*Document text:*
World Cup 2026 Group F Predictions: Probabilities, Standings & Analysis
Quick Answer: World Cup 2026 Group F Prediction
Group winner prediction: Netherlands — 46% probability.
One-line verdict: The Netherlands project as the most likely Group F winner, but Japan and Sweden are close enough to make this one of the more simulation-sensitive groups at the 2026 World Cup.
| Team | Win Group | Qualify Top 2 | Qualify Any Route | Expected Points |
|---|---|---|---|---|
| Netherlands | 46% | 73% | 86% | 5.4 |
| Japan | 27% | 58% | 73% | 4.6 |
| Sweden | 21% | 49% | 64% | 4.2 |
| Tunisia | 6% | 20% | 34% | 2.6 |
World Cup 2026 Group F Overview
World Cup 2026 Group F contains Japan, Netherlands, Sweden, and Tunisia. From a probability perspective, this is not a simple favourite-versus-outsiders group. The Netherlands carry the highest baseline rating, but Japan’s tournament profile and Sweden’s attacking ceiling make the top-two market tighter than a casual reading of the names might suggest.

*Task requirements:*
Answer these from the Group F preview:
(a) Which team has the highest chance of winning the group, and what is that chance?
(b) How many expected points does Japan have?
(c) Which four teams make up Group F?
Use only the Group F preview to answer.

Data listing
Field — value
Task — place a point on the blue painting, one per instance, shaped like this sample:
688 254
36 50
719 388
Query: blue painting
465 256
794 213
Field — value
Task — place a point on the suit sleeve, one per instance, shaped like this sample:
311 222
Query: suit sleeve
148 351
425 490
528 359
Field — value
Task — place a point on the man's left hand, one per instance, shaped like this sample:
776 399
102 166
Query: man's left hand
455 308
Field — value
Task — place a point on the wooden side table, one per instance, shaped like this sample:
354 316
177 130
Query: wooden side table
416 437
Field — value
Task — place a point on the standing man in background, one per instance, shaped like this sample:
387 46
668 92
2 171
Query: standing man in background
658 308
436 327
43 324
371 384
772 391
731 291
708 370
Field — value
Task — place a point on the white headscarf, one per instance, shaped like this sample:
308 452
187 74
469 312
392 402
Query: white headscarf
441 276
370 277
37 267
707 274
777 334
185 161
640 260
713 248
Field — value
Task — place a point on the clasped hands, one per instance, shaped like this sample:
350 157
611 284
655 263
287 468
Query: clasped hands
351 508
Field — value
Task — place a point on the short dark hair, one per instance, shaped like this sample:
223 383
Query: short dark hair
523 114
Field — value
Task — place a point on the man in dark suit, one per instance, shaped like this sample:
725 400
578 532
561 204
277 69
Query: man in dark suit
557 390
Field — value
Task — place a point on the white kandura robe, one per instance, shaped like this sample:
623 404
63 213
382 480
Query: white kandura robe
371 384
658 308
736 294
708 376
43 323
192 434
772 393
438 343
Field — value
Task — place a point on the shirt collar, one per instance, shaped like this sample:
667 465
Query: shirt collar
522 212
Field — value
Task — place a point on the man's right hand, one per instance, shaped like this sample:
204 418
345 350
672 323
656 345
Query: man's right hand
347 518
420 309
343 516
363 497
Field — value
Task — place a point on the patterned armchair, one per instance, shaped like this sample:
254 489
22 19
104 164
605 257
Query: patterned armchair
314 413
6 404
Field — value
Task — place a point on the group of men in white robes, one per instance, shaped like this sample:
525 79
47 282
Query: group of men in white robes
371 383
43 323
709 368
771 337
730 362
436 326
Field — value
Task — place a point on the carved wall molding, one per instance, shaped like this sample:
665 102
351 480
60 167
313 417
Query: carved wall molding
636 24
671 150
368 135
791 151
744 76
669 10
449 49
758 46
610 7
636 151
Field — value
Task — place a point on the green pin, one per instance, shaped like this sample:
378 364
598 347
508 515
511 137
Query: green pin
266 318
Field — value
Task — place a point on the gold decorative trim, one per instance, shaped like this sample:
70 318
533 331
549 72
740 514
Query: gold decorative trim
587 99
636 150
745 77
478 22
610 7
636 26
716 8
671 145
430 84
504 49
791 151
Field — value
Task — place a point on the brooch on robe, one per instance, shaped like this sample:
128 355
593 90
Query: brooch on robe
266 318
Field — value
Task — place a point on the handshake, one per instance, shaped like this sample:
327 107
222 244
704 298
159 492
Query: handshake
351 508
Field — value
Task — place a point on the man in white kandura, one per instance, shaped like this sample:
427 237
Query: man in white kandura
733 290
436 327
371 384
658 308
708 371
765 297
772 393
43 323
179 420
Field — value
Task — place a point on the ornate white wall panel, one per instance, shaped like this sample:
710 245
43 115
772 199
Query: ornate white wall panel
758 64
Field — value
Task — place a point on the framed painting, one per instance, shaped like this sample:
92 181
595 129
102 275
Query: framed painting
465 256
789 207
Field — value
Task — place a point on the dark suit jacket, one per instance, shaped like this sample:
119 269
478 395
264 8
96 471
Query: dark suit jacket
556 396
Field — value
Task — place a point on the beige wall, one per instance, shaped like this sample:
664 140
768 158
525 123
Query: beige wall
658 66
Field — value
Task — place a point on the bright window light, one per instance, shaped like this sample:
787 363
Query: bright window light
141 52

*Written solution:*
(a) Netherlands, at 46%.
(b) 4.6.
(c) Japan, Netherlands, Sweden, and Tunisia.